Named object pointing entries
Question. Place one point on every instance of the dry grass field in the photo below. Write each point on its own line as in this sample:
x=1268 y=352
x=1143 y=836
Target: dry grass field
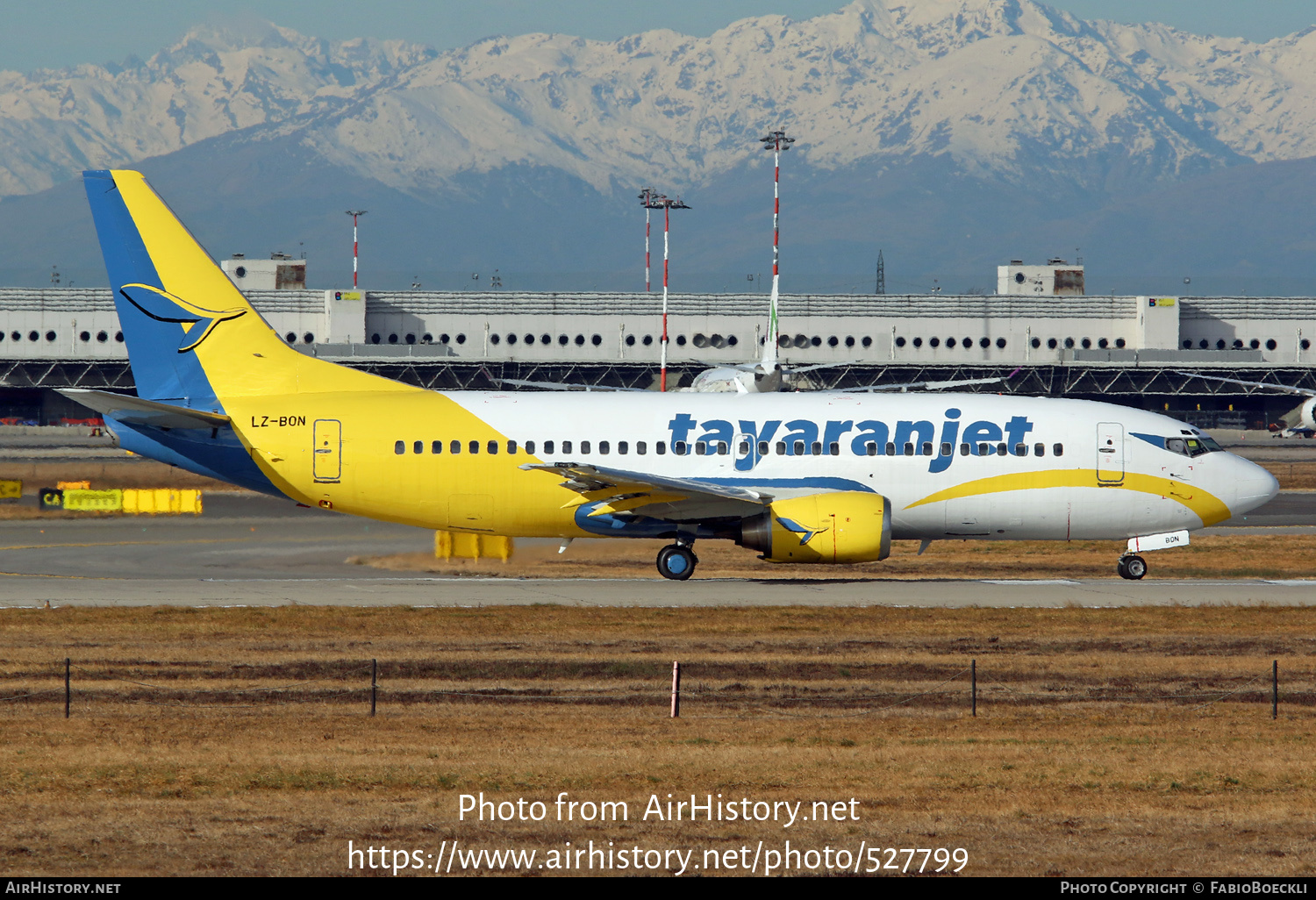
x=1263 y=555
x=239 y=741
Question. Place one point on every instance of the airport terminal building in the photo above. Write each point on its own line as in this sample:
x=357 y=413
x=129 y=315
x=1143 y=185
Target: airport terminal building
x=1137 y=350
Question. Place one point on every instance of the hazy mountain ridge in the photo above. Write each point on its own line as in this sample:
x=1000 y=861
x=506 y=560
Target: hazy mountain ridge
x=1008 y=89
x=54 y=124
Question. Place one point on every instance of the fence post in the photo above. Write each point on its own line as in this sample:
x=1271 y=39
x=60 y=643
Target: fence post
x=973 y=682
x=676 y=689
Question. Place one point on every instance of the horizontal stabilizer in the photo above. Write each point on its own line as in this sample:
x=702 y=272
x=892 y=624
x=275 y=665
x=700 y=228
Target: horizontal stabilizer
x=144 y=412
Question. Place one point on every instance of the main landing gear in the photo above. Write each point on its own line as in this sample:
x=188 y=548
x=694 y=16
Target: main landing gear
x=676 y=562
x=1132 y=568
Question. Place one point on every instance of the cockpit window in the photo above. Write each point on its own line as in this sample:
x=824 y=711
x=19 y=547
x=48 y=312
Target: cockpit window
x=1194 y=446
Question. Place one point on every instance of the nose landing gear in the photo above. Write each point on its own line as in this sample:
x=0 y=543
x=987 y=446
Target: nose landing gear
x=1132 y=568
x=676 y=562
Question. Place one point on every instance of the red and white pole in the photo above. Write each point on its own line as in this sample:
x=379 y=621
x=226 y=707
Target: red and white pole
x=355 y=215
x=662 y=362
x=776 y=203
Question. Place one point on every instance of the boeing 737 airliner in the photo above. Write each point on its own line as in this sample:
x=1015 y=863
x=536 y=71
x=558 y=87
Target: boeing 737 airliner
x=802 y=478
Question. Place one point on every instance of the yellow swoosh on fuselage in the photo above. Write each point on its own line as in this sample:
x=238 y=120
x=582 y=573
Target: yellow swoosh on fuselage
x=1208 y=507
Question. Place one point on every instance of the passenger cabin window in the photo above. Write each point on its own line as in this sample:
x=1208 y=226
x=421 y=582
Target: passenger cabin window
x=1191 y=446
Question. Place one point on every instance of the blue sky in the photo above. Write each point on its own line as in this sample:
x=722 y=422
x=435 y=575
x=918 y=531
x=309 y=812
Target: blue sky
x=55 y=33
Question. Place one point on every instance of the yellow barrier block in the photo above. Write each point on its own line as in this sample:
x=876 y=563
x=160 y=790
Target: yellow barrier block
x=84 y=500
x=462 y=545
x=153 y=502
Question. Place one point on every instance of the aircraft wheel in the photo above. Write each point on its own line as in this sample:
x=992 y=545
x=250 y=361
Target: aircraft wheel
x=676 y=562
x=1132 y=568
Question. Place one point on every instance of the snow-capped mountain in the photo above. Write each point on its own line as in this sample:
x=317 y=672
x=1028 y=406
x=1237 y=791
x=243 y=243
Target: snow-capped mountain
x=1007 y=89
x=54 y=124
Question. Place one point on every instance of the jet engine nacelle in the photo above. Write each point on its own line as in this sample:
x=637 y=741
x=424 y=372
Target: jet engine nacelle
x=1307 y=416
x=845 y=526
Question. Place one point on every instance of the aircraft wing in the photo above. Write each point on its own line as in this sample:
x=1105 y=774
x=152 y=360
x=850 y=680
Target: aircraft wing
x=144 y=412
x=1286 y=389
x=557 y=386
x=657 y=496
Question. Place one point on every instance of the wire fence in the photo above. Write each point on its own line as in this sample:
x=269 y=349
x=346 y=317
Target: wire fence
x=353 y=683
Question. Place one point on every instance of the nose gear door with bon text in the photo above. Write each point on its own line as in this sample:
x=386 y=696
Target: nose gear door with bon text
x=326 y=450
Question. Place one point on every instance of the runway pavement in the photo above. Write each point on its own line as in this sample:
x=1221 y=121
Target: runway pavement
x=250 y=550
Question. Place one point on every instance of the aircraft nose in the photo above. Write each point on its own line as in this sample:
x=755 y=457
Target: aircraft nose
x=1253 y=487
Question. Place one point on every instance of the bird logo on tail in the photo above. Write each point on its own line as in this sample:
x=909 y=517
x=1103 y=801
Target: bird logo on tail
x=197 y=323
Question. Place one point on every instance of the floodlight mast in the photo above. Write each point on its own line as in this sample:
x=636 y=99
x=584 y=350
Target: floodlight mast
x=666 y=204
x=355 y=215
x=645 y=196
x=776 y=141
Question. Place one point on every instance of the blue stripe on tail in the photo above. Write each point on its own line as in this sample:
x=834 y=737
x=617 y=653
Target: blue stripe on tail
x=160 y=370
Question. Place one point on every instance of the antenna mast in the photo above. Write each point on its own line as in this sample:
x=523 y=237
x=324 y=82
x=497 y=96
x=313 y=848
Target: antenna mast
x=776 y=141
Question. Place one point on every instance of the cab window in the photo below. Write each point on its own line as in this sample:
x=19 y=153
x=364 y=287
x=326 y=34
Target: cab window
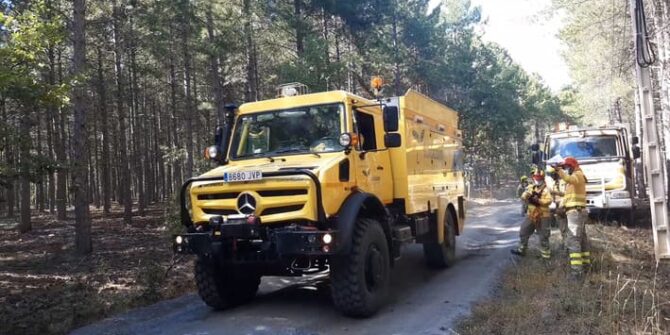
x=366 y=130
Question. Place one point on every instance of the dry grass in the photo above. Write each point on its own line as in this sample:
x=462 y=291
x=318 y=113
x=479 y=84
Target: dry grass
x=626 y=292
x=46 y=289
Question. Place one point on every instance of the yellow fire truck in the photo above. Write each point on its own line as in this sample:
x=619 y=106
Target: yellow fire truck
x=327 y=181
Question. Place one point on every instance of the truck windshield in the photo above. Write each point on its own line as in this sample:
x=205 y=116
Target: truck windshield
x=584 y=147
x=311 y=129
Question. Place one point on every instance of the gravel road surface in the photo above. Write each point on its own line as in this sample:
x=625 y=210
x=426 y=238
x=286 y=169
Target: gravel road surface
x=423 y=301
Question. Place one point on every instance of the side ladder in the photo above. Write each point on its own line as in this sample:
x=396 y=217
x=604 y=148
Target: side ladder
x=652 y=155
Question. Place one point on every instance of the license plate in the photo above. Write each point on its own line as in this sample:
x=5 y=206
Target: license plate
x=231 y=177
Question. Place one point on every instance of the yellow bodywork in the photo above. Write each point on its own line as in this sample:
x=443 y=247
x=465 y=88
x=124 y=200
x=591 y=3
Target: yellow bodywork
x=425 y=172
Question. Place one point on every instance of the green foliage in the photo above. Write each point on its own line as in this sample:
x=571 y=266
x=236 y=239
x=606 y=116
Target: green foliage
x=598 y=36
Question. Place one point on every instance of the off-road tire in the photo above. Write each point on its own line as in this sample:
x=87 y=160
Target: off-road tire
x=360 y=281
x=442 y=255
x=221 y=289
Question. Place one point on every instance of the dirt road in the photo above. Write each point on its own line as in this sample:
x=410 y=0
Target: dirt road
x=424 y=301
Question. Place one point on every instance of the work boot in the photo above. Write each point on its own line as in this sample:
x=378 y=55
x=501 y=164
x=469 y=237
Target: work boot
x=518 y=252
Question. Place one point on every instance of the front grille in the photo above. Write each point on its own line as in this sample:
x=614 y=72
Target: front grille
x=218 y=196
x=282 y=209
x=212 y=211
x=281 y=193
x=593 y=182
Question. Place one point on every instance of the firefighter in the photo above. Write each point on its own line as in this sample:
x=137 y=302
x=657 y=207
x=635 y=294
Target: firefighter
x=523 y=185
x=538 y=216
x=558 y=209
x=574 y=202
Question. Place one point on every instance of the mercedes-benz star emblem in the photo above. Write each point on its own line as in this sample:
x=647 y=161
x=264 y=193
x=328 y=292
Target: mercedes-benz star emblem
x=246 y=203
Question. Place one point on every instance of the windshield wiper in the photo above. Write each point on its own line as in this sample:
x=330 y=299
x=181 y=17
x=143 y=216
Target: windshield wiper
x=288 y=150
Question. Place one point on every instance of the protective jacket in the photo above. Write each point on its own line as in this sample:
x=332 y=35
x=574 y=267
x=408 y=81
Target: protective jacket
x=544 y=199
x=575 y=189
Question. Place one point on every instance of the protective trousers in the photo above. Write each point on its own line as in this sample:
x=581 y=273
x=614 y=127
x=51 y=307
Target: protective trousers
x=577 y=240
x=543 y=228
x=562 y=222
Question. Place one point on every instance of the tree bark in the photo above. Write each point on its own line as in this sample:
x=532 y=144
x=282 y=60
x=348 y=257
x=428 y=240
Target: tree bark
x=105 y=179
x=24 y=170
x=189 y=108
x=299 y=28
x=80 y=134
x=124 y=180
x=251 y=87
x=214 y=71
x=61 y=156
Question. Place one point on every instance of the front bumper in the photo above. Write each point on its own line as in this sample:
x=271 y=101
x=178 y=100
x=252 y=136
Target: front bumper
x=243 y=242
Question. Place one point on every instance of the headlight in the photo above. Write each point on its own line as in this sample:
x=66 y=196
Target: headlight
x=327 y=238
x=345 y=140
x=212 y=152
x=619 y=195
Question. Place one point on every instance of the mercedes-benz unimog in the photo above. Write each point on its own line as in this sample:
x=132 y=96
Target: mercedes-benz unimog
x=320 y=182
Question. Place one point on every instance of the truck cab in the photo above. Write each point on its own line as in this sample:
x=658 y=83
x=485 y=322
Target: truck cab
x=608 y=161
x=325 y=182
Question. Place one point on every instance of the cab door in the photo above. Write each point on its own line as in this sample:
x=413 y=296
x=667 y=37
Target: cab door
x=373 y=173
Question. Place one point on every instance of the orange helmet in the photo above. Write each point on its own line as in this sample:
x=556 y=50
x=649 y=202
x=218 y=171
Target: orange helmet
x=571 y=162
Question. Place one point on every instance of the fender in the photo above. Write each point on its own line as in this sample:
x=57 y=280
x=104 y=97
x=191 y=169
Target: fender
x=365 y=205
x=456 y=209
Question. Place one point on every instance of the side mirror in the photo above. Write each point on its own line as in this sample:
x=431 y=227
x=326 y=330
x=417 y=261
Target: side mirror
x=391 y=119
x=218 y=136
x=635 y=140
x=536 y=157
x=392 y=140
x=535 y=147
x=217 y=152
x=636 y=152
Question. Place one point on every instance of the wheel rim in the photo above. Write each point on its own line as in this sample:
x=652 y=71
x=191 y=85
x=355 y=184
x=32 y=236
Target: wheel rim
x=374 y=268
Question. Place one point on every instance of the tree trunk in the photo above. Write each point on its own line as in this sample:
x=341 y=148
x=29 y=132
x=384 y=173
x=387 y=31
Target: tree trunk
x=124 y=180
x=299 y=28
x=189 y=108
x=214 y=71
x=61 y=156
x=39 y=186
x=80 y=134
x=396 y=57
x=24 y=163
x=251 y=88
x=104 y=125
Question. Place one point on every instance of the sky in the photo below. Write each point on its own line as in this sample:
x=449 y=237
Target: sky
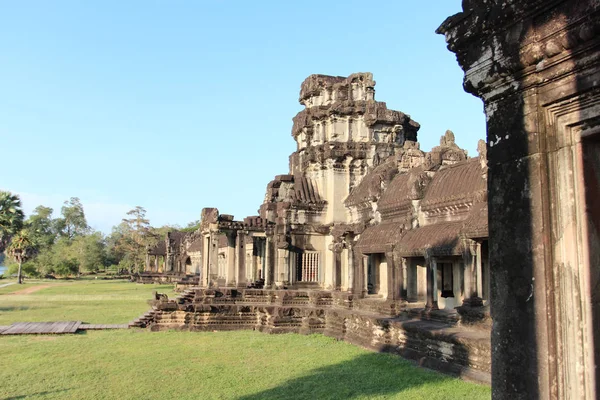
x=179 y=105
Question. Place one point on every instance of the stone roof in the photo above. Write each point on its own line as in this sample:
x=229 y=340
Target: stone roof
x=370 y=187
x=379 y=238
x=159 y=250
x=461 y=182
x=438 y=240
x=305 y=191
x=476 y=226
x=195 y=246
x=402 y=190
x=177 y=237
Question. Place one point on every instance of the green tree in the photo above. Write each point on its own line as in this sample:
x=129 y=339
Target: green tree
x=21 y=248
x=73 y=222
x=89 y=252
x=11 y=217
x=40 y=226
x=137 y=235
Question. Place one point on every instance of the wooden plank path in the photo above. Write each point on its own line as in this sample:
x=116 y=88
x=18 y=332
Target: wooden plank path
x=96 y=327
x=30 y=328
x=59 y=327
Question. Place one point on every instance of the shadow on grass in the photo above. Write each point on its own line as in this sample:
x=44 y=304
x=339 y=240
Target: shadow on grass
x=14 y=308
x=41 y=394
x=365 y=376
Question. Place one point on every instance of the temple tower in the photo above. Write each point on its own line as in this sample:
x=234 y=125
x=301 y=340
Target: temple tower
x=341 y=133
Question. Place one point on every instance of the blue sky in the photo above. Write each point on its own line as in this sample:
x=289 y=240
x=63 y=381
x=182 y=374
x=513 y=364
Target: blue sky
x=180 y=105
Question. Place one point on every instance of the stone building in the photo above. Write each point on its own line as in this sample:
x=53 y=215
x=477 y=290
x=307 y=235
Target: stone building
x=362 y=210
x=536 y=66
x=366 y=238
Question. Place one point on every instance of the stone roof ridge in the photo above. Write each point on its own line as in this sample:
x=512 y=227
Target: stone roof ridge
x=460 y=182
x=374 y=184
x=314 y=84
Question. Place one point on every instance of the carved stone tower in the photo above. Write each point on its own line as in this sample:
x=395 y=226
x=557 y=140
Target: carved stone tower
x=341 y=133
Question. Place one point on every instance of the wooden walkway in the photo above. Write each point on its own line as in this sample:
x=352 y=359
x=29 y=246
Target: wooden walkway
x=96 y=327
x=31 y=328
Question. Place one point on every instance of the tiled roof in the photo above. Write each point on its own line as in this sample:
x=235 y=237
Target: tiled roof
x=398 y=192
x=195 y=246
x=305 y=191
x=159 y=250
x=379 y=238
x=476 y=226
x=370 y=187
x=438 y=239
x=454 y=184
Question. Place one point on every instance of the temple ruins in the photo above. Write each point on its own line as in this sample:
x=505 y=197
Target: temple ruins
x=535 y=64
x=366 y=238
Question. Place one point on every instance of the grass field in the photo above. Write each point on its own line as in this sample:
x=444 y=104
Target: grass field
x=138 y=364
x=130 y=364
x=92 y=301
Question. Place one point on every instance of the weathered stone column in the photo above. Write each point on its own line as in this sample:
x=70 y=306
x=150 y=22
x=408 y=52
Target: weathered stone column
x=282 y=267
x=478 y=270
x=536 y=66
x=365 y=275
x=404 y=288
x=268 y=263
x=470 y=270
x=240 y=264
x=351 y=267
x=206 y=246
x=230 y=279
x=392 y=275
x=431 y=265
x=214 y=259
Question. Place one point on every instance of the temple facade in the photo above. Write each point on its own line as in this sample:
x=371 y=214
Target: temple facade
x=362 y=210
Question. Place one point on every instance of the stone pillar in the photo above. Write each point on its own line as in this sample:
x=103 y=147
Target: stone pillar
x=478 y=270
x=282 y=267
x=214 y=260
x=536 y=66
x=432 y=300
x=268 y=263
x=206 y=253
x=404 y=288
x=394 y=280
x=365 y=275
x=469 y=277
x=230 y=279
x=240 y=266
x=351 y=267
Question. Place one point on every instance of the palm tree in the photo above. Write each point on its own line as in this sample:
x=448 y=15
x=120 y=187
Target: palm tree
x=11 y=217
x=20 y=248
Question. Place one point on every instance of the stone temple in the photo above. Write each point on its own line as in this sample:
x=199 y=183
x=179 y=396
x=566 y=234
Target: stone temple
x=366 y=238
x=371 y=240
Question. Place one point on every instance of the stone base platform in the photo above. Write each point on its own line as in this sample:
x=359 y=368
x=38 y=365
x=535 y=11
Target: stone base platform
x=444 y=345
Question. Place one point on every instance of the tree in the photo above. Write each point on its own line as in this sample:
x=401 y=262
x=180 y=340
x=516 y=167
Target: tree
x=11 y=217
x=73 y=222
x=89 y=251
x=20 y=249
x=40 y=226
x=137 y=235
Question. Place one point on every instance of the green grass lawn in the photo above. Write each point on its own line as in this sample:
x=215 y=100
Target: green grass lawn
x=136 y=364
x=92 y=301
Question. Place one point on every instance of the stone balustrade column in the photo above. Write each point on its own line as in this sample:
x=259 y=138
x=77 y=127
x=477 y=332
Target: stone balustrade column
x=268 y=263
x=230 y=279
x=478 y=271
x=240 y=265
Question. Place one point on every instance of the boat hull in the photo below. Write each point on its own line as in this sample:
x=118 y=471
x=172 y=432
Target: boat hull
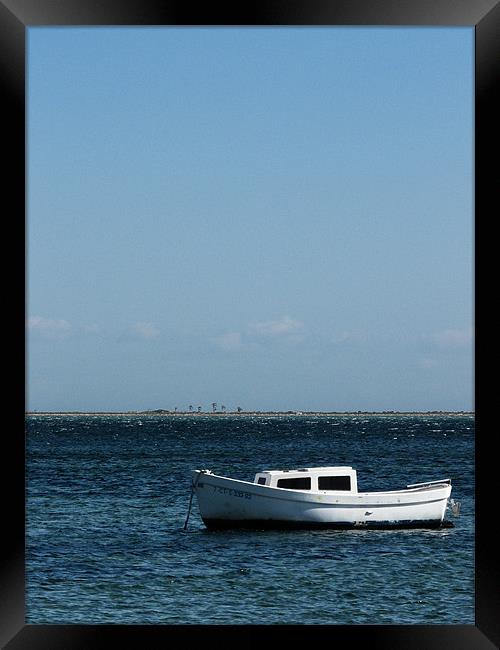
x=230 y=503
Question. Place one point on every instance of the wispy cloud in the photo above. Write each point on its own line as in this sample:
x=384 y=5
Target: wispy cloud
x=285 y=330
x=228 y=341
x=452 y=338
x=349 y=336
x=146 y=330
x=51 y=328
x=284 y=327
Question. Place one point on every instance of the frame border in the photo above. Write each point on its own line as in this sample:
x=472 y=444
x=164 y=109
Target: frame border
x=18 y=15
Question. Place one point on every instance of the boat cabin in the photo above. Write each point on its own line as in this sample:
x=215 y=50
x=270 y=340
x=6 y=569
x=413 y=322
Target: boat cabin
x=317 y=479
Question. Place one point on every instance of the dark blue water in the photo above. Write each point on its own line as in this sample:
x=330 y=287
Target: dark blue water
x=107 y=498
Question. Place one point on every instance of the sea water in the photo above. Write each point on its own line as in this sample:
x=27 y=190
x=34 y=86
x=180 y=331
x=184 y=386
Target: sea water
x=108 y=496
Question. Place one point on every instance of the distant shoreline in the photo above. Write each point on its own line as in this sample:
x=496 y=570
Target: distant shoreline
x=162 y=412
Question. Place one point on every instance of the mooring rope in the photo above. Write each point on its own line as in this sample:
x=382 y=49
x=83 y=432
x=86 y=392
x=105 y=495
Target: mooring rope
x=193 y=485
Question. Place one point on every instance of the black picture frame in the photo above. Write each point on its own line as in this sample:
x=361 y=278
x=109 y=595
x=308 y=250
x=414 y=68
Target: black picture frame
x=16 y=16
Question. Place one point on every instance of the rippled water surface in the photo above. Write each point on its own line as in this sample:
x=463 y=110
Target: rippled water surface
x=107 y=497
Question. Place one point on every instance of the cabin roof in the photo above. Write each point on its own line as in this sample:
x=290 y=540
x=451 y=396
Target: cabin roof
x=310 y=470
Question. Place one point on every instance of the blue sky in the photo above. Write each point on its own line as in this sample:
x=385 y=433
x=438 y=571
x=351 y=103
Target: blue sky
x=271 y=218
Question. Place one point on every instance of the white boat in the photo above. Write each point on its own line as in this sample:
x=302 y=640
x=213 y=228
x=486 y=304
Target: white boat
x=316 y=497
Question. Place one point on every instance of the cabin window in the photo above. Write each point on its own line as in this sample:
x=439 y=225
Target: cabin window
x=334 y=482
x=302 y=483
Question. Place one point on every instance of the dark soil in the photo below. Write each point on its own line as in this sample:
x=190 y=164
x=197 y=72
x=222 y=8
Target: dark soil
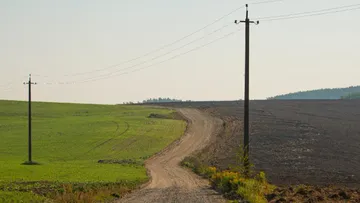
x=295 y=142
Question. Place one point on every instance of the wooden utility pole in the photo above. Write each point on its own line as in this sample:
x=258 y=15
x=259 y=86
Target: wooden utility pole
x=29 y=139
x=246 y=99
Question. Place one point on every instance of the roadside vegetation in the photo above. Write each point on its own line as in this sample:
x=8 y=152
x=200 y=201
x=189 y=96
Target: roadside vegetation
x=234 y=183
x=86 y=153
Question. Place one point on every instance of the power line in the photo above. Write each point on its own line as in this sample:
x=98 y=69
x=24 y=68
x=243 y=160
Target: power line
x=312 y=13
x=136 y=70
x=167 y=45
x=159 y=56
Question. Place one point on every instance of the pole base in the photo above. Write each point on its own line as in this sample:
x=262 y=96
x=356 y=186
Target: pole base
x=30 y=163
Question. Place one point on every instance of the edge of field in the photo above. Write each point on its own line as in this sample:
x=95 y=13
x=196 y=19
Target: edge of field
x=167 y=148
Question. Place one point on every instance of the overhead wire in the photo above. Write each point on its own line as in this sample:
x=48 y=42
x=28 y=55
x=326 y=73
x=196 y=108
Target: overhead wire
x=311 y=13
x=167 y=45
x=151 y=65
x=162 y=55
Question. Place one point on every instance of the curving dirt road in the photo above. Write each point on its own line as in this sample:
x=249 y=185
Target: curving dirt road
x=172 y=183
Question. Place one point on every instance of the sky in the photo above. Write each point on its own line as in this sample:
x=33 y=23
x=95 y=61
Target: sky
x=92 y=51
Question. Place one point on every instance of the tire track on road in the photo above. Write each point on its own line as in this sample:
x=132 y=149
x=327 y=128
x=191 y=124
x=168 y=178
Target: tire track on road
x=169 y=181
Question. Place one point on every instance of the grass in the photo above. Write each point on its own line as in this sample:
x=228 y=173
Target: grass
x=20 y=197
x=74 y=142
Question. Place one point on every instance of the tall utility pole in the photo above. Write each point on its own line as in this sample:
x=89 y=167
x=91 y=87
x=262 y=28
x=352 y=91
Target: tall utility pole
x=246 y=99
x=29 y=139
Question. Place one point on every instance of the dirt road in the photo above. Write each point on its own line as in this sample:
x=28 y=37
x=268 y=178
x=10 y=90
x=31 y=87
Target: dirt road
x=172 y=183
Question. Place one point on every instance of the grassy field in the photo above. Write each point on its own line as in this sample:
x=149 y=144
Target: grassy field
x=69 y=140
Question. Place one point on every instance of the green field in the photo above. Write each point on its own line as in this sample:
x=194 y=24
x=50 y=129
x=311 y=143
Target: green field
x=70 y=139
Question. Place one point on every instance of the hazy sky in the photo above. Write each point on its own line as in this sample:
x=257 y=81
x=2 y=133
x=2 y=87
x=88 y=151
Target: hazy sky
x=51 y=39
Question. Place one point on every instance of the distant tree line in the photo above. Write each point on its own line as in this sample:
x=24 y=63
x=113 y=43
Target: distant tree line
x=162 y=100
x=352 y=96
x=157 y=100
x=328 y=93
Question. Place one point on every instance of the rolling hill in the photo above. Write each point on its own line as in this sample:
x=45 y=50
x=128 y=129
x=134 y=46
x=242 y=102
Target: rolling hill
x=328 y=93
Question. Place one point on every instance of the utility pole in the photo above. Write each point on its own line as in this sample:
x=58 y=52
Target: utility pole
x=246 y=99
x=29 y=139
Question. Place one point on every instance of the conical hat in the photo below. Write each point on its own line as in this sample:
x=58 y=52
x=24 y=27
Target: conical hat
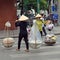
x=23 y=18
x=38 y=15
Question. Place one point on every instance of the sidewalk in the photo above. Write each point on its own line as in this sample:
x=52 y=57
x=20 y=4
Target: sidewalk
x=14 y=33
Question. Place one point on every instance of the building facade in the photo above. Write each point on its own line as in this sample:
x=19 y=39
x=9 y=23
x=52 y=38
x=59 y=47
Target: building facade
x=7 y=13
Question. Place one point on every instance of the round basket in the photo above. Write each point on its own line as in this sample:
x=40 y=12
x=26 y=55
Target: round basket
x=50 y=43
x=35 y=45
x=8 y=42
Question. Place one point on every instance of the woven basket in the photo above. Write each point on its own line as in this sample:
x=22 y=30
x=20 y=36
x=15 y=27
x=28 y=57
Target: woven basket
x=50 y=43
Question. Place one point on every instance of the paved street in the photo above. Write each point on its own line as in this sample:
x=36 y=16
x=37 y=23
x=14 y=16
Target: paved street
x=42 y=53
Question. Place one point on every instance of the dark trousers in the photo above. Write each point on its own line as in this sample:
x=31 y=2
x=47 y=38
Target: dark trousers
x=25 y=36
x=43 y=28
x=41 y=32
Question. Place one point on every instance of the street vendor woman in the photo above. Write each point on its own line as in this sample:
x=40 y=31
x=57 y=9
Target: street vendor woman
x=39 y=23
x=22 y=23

WHAT THIS TASK INVOLVES:
Reproduce the lines of the listing verbatim, beginning at the line that contains "Question. Place one point on every instance of the cab door" and stopping after the line that contains "x=179 y=105". Omit the pictures from your copy.

WRITTEN SOLUTION:
Question. Place one point on every instance of the cab door in the photo above. Write each point on its own line as in this sample:
x=413 y=296
x=667 y=37
Target: cab door
x=373 y=173
Question. Place one point on every instance of the orange helmet in the photo above. Write each point on its own line as in this sample:
x=556 y=50
x=649 y=202
x=218 y=171
Target: orange helmet
x=571 y=162
Question. Place one point on every instance of the fender in the photo above. Write each point on its own line as in this sample:
x=57 y=280
x=104 y=97
x=191 y=169
Target: fender
x=365 y=205
x=456 y=209
Question. Place one point on every instance of the side mirror in the photo above. Write each point on its own line as in this sample:
x=431 y=227
x=326 y=330
x=417 y=261
Target: side mirror
x=391 y=119
x=218 y=136
x=635 y=140
x=536 y=157
x=392 y=140
x=535 y=147
x=217 y=152
x=636 y=152
Question. Place one point on every instance of the wheel rim in the photo above. Write each point on its own line as in this sample:
x=652 y=71
x=191 y=85
x=355 y=184
x=32 y=236
Target: wheel rim
x=374 y=268
Question. Place one point on every instance of the tree trunk in the photo above. Write each point on its own line as in this sample:
x=341 y=148
x=29 y=132
x=384 y=173
x=387 y=31
Target: tree trunk
x=124 y=180
x=299 y=28
x=189 y=108
x=214 y=71
x=61 y=156
x=39 y=186
x=80 y=134
x=396 y=57
x=24 y=163
x=251 y=88
x=104 y=125
Question. Place one point on every instance of the sky in the photo below. Write each point on its own line as in this sample:
x=449 y=237
Target: sky
x=179 y=105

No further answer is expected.